### Task prompt
Can you put all of the material below into a Markdown table with the columns Row and Line, numbering each line and leaving out blank lines?

□ □ □ □

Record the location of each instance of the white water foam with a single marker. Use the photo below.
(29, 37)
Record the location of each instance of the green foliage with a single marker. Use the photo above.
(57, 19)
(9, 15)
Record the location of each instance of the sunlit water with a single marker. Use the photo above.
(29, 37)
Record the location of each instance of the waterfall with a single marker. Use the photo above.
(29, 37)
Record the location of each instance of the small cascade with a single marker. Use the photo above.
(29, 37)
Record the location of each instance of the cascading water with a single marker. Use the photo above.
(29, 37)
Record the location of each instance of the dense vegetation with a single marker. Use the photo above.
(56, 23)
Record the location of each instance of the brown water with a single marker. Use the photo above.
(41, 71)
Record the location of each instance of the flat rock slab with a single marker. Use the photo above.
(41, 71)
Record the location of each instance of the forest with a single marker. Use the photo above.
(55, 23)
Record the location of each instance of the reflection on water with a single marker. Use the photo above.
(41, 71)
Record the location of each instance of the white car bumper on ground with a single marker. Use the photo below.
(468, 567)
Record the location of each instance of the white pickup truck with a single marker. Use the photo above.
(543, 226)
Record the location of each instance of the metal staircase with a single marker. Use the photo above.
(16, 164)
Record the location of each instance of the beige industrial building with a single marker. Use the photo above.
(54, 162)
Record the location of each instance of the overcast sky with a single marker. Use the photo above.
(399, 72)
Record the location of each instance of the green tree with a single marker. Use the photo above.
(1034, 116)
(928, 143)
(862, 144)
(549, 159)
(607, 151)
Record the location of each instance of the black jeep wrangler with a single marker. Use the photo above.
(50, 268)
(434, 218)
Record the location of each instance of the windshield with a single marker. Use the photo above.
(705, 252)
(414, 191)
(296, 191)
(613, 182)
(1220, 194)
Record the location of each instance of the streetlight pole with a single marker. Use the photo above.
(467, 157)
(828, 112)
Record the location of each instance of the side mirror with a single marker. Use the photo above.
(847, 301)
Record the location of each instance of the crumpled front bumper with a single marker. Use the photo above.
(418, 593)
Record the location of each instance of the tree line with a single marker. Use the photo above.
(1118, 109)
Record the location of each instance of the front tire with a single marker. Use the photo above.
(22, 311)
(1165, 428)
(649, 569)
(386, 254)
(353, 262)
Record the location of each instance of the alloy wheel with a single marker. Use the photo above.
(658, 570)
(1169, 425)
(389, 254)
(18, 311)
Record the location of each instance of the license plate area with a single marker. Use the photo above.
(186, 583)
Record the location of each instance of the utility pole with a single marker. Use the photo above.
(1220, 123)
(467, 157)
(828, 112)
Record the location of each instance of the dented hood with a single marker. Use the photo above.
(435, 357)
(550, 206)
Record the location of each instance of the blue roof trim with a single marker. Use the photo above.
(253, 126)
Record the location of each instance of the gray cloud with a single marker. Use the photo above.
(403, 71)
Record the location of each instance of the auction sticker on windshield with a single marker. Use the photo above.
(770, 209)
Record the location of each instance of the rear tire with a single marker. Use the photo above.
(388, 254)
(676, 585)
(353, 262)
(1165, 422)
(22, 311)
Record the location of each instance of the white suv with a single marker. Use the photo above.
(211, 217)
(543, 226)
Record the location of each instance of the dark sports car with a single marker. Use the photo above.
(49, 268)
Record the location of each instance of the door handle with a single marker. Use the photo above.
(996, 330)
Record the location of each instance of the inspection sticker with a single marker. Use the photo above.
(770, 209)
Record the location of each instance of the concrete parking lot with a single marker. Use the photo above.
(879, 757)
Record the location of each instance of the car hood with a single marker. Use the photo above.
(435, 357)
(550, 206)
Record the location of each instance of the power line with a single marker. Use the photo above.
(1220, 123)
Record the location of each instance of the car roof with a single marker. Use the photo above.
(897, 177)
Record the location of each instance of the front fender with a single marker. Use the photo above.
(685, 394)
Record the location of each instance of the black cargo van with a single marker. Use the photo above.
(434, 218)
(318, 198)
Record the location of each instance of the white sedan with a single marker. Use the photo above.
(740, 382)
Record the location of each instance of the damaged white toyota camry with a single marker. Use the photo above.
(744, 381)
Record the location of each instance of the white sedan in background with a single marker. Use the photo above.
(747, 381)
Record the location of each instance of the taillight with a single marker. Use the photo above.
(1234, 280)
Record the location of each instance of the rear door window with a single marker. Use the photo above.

□ □ □ □

### Solution for this problem
| Row | Line |
|---|---|
| 1 | Record the location of each instance of the white water foam with a single marker. Use the photo below. |
| 2 | (29, 37) |
| 3 | Record the location of each instance of the green foliage with a single marker. Use the photo above. |
| 4 | (57, 19) |
| 5 | (9, 15) |
| 6 | Record the location of each instance of the sunlit water with a single marker. Use the photo above. |
| 7 | (29, 37) |
| 8 | Record the location of each instance of the waterfall with a single marker. Use the photo above. |
| 9 | (29, 37) |
| 10 | Record the location of each instance of the small cascade with a single marker. Use the photo above. |
| 11 | (29, 37) |
| 12 | Record the location of each instance of the cascading water with a single marker. Use the photo above. |
| 13 | (29, 37) |
| 14 | Record the location of each instance of the dense vegetation with a single marker. Use the photo above. |
| 15 | (56, 23) |
| 16 | Record the location of each instance of the brown water with a single marker. Use the photo above. |
| 17 | (41, 71) |
| 18 | Record the location of each instance of the flat rock slab with a single marker. Use the photo above. |
| 19 | (41, 71) |
| 20 | Record the location of each instance of the forest with a single marker. Use the photo above. |
| 21 | (55, 23) |
| 22 | Record the location of each instance of the reflection on water with a single marker. Use the photo above. |
| 23 | (41, 71) |
| 24 | Record the location of each instance of the white car bumper on ground with a single marker. Use the photo below. |
| 25 | (468, 567) |
| 26 | Record the location of each instance of the white pickup truck with a single marker. Use the photo above. |
| 27 | (543, 226) |
| 28 | Record the location of each instance of the metal staircase with a single marker. Use the photo above. |
| 29 | (16, 164) |
| 30 | Record the location of each instance of the beige industrial building with a single marker. Use the photo above. |
| 31 | (54, 162) |
| 32 | Record the location of each instance of the overcast sky with a single marker. Use the photo above. |
| 33 | (399, 72) |
| 34 | Record the location of each instance of the green tree with a single marker. Use the photo above. |
| 35 | (1034, 116) |
| 36 | (928, 143) |
| 37 | (862, 144) |
| 38 | (549, 159) |
| 39 | (607, 151) |
| 40 | Record the location of each instance of the black jeep wrangler with a single marker. Use the photo above. |
| 41 | (50, 268) |
| 42 | (434, 218) |
| 43 | Record the location of each instance of the windshield with a single marker. Use the photo above. |
| 44 | (705, 252) |
| 45 | (414, 191) |
| 46 | (296, 191) |
| 47 | (613, 182) |
| 48 | (1220, 194) |
| 49 | Record the location of each instance of the streetlight pole with a single marker. Use the photo above. |
| 50 | (467, 157) |
| 51 | (828, 112) |
| 52 | Record the location of each instance of the side mirror with a single marker. Use the photo above. |
| 53 | (847, 301) |
| 54 | Record the location of each instance of the crumpled front bumper with a single marker. Use the photo above. |
| 55 | (418, 593) |
| 56 | Record the location of each instance of the tree line with a single marker. Use the photo above. |
| 57 | (1118, 109) |
| 58 | Record the location of each instance of the front tire with a single marker. Use the photo above. |
| 59 | (22, 311) |
| 60 | (1165, 428) |
| 61 | (649, 569) |
| 62 | (386, 254) |
| 63 | (353, 262) |
| 64 | Record the location of each instance of the alloy wheel with a single marker. Use the photo above. |
| 65 | (658, 570) |
| 66 | (1169, 425) |
| 67 | (389, 254) |
| 68 | (18, 311) |
| 69 | Record the location of each instance of the license plate area with a single marker. Use the photo above. |
| 70 | (186, 583) |
| 71 | Record the location of each instance of the utility pole with a single marker. Use the photo above. |
| 72 | (1220, 123) |
| 73 | (467, 157) |
| 74 | (828, 112) |
| 75 | Record the location of each instance of the dented hood with a single marker. Use the photo above. |
| 76 | (435, 357) |
| 77 | (550, 206) |
| 78 | Record the location of each instance of the blue roof trim with a single marker. Use the photo above. |
| 79 | (253, 126) |
| 80 | Record the location of each instance of the gray cloud with a single marker. Use the photo above. |
| 81 | (403, 71) |
| 82 | Record the location of each instance of the auction sticker on windshield with a single marker. Use the photo above. |
| 83 | (770, 209) |
| 84 | Record the location of each instance of the rear tire with a single marker. Use the photo above. |
| 85 | (388, 254) |
| 86 | (676, 585) |
| 87 | (353, 262) |
| 88 | (1165, 422) |
| 89 | (22, 311) |
| 90 | Record the location of each instance of the white suv with a single marker. Use the photo above. |
| 91 | (211, 217) |
| 92 | (543, 226) |
| 93 | Record the location of each instance of the dark sports car with a single marker. Use the photo above. |
| 94 | (49, 268) |
| 95 | Record the location of each instance of the door handle with a single marker. Use the photo above. |
| 96 | (996, 330) |
| 97 | Record the location of each instance of the inspection sticker with a single marker. Use the photo above. |
| 98 | (770, 209) |
| 99 | Record the location of each instance of the concrete parking lot with a single marker. Use the photo above. |
| 100 | (879, 757) |
| 101 | Record the location of each instance of the car hood with a single marker. Use the photo above. |
| 102 | (435, 357) |
| 103 | (550, 206) |
| 104 | Record the location of each instance of the power line with a single marker. Use the photo above. |
| 105 | (1220, 123) |
| 106 | Record the location of each instance of the car roof with a single marker. Use the photo above. |
| 107 | (897, 177) |
| 108 | Record the location of each instance of the front fender with a single marker. Use the photo above. |
| 109 | (685, 394) |
| 110 | Record the location of each instance of the black cargo van with a single marker. Use the photo above. |
| 111 | (434, 218) |
| 112 | (318, 198) |
| 113 | Record the location of each instance of the white sedan with a single marker. Use the photo above. |
| 114 | (740, 382) |
| 115 | Record the location of each instance of the damaged white toyota camry with a single marker. Use the photo above. |
| 116 | (744, 381) |
| 117 | Record the location of each instance of the white sedan in background with a single marker. Use the photo above. |
| 118 | (747, 381) |
| 119 | Record the location of each instance of the taillight with a single marker. Use the photo above. |
| 120 | (1234, 280) |
| 121 | Record the location of each instance of the rear door window with a single marker. Use the photo above. |